[[ DATASET RECORDS open ]]

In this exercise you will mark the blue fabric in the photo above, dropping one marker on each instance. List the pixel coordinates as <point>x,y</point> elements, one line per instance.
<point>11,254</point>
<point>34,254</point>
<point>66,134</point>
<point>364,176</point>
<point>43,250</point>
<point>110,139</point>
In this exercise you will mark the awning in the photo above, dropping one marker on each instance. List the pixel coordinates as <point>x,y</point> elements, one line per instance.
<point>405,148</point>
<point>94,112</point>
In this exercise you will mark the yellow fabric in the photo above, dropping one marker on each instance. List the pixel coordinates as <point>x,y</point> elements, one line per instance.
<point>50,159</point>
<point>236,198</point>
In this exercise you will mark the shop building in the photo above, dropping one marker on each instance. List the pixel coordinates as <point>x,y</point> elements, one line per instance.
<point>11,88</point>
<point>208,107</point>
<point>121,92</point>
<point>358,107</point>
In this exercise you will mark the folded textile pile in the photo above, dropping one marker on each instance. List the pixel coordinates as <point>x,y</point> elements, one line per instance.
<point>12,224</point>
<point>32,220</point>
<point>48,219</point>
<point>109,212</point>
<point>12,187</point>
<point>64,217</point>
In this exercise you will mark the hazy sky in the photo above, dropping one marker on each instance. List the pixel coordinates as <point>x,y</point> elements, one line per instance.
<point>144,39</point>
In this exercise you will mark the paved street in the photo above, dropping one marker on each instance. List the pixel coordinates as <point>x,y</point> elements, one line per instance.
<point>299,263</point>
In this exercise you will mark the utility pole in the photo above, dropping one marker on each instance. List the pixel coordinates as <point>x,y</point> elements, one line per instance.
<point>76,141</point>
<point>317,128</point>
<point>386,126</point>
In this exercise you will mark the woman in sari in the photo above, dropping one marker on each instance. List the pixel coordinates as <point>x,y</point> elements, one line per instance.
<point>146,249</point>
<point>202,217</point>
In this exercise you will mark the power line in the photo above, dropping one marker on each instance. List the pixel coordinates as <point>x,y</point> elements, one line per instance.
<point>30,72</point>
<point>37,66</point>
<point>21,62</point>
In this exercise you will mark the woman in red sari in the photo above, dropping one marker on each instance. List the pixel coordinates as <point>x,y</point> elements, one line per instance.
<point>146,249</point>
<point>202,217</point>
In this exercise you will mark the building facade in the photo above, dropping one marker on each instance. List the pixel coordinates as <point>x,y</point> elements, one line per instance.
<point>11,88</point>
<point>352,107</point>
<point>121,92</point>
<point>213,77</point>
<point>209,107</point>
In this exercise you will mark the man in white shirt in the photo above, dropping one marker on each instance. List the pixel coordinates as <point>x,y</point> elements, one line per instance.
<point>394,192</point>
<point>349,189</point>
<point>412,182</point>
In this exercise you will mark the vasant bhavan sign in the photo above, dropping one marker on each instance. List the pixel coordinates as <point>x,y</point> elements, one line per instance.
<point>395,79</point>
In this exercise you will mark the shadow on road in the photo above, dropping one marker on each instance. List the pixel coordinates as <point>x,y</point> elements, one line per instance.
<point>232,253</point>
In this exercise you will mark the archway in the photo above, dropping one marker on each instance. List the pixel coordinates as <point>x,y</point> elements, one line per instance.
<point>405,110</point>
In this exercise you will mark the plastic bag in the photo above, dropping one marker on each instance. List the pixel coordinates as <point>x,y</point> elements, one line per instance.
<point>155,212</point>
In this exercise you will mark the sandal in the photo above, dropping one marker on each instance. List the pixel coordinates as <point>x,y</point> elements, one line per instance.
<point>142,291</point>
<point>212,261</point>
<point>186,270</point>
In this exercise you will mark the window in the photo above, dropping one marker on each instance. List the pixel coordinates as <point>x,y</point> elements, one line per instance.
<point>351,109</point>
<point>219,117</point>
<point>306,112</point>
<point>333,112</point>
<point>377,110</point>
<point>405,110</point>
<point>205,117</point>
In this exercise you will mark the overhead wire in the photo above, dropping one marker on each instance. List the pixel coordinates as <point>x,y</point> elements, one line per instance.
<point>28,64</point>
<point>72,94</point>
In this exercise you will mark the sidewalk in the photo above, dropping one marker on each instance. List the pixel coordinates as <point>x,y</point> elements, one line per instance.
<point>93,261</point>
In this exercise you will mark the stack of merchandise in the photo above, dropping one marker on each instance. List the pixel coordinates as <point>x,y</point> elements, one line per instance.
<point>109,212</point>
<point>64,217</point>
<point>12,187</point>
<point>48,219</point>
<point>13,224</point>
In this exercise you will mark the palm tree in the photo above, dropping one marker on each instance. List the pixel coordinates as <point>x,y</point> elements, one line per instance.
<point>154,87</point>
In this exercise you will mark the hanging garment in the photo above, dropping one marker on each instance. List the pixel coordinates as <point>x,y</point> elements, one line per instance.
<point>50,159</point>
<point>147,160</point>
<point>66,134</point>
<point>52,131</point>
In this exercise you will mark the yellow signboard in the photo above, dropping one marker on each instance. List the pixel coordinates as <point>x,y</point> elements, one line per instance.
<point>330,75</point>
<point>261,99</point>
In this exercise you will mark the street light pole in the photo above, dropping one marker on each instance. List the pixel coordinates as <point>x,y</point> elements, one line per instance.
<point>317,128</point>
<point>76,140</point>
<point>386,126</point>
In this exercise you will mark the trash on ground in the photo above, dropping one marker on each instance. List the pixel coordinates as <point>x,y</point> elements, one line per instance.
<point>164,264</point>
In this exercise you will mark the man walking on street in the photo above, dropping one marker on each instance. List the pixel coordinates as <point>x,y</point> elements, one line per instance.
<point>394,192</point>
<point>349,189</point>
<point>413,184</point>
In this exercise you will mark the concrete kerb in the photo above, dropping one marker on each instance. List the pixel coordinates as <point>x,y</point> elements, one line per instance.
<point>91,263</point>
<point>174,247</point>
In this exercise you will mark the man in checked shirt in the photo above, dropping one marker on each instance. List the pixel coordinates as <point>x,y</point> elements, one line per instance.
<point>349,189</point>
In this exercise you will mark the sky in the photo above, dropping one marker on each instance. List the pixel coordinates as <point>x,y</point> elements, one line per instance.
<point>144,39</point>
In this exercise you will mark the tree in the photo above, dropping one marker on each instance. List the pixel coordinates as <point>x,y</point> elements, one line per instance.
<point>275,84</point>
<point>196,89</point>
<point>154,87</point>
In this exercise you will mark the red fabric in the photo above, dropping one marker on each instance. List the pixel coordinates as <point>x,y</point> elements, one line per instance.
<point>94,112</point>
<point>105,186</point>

[[ DATASET RECORDS closed ]]

(TASK):
Only the lines from the one containing "In this exercise you will mark the tree" through the last line of the records should appear, each written out exactly.

(EXERCISE OUTPUT):
In this exercise you will mark the tree in the photo above, dropping one marker on each instance. List the pixel coordinates as <point>x,y</point> elements, one line per instance.
<point>275,84</point>
<point>196,89</point>
<point>154,87</point>
In this exercise you will mark the red fabric in the photo above, dropping one marker on each instance. List the pixel coordinates as <point>x,y</point> elements, one line per instance.
<point>94,112</point>
<point>105,186</point>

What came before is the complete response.